»»

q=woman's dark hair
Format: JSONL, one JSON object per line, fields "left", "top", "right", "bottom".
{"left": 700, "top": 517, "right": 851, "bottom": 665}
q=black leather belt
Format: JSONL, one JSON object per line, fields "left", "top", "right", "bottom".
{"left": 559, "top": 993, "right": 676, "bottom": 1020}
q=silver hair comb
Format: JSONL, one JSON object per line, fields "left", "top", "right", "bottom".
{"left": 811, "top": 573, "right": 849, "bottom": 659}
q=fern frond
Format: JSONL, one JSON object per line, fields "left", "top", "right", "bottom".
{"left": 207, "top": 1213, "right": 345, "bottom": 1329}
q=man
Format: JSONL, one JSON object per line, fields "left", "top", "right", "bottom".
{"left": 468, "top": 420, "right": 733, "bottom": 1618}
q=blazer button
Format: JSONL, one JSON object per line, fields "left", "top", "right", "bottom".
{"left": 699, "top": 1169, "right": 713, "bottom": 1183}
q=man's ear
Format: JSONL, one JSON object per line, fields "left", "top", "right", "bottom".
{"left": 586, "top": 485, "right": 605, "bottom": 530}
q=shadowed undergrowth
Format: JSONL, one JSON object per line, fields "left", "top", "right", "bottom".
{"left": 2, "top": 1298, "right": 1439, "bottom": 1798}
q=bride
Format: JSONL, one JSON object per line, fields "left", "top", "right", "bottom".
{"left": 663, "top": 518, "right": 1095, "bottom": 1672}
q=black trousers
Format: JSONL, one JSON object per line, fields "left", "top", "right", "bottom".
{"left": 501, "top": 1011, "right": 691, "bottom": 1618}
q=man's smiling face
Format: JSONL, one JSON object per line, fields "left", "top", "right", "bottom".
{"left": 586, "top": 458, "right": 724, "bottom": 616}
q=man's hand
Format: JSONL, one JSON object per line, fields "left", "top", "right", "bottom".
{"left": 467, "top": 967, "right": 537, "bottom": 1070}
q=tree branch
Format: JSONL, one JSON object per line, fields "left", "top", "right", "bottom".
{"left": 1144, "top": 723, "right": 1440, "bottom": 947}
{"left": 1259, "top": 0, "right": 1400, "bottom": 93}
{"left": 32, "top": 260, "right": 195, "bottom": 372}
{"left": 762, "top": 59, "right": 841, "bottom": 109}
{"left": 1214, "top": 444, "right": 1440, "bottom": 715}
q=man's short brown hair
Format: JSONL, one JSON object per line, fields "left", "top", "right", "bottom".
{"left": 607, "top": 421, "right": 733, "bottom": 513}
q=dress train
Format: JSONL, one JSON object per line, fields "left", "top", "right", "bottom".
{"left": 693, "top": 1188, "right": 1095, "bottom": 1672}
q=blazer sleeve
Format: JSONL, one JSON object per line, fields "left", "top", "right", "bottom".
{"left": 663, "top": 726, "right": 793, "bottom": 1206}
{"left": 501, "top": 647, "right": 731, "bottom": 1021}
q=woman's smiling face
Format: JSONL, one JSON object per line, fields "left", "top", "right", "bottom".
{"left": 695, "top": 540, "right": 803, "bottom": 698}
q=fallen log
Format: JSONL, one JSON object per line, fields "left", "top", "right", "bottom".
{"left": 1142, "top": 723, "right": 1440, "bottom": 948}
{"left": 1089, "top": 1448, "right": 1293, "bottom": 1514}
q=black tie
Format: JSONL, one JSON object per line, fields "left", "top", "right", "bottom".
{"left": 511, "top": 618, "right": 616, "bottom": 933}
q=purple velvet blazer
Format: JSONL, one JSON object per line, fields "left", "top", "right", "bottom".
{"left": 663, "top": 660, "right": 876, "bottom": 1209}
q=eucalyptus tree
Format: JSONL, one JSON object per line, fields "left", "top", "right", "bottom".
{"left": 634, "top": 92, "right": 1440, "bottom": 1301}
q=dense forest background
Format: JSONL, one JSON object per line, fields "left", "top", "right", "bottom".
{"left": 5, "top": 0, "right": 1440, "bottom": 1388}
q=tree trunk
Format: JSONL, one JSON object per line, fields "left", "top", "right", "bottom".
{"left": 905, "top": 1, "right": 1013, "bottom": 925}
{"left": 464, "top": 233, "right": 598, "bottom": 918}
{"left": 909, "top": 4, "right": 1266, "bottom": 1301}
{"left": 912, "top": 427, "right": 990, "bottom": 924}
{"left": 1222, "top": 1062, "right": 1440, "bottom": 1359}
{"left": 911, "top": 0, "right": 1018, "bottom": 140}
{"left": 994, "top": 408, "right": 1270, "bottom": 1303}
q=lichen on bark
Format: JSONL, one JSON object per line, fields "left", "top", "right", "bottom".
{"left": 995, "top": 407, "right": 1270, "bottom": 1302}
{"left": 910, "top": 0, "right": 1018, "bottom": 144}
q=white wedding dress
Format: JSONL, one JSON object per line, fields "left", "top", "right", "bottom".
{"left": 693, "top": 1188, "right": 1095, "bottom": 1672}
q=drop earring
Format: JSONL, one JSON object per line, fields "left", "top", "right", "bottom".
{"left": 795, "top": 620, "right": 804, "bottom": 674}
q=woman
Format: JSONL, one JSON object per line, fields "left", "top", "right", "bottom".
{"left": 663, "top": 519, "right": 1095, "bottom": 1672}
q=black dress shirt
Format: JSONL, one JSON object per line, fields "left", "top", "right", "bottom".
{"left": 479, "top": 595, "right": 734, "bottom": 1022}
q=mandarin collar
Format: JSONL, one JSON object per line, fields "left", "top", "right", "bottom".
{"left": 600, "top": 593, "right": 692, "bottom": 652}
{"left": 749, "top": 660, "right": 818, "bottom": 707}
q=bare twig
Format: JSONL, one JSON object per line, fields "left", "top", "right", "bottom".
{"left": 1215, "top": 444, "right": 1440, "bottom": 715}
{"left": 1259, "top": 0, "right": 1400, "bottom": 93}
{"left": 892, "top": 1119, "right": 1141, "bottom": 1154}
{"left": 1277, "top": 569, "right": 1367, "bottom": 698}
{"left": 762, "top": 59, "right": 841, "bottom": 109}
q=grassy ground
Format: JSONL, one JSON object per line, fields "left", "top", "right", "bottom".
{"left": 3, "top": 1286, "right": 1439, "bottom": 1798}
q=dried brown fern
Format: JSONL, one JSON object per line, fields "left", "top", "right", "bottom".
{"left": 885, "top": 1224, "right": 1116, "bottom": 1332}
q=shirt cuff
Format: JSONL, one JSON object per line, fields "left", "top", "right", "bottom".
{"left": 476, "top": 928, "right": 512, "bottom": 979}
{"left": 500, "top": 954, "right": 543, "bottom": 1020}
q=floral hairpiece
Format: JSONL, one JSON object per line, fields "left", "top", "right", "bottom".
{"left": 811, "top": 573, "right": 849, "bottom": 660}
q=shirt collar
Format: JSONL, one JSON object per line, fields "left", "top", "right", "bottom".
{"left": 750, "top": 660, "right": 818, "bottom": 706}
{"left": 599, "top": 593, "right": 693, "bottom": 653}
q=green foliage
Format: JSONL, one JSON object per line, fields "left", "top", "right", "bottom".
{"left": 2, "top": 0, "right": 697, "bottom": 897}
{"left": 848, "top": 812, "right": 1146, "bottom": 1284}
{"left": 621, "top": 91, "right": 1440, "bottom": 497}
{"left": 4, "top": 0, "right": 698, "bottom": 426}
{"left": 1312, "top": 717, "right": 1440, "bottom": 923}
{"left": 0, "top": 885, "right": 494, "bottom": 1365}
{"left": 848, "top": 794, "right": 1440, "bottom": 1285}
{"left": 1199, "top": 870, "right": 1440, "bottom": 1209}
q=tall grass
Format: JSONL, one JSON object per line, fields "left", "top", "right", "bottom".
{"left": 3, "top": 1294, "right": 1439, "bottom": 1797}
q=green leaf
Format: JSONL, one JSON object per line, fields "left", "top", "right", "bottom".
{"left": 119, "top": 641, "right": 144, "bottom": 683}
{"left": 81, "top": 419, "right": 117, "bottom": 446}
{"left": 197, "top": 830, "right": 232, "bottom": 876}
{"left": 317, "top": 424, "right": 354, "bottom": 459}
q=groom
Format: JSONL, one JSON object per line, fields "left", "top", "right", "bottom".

««

What to do:
Output, please, only the lines running from the start of the entries through the line that contains "q=fern frond", including both of those lines.

Result of the task:
q=woman's dark hair
Format: JSONL, one JSON object per line, fields "left", "top", "right", "bottom".
{"left": 700, "top": 517, "right": 851, "bottom": 665}
q=black leather belt
Format: JSONL, one JSON object per line, fields "left", "top", "right", "bottom".
{"left": 559, "top": 993, "right": 676, "bottom": 1020}
q=silver hair comb
Format: JSONL, one JSON object per line, fields "left", "top", "right", "bottom".
{"left": 811, "top": 573, "right": 849, "bottom": 659}
q=fern frond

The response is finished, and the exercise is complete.